#### Data to process:

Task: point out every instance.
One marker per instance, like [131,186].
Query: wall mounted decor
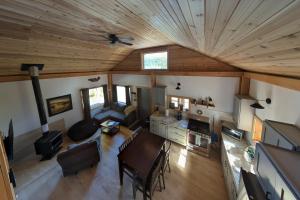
[59,104]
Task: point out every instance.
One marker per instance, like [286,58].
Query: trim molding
[180,73]
[291,83]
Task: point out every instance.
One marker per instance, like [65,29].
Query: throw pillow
[129,109]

#### To be done:
Reproduce all the records with "Query" substituted by "Target" wherever it occurs, leaving everything else unchanged. Omit the pictures from your output.

#### Output for this exercise:
Task: point out every instance.
One marker per instance, like [131,186].
Target: wall mounted decor
[59,104]
Task: point out every instance.
One marker per instance, like [286,58].
Target: trim molding
[180,73]
[291,83]
Task: point out every instance.
One marker per instance, like [65,29].
Target: throw pillow
[129,109]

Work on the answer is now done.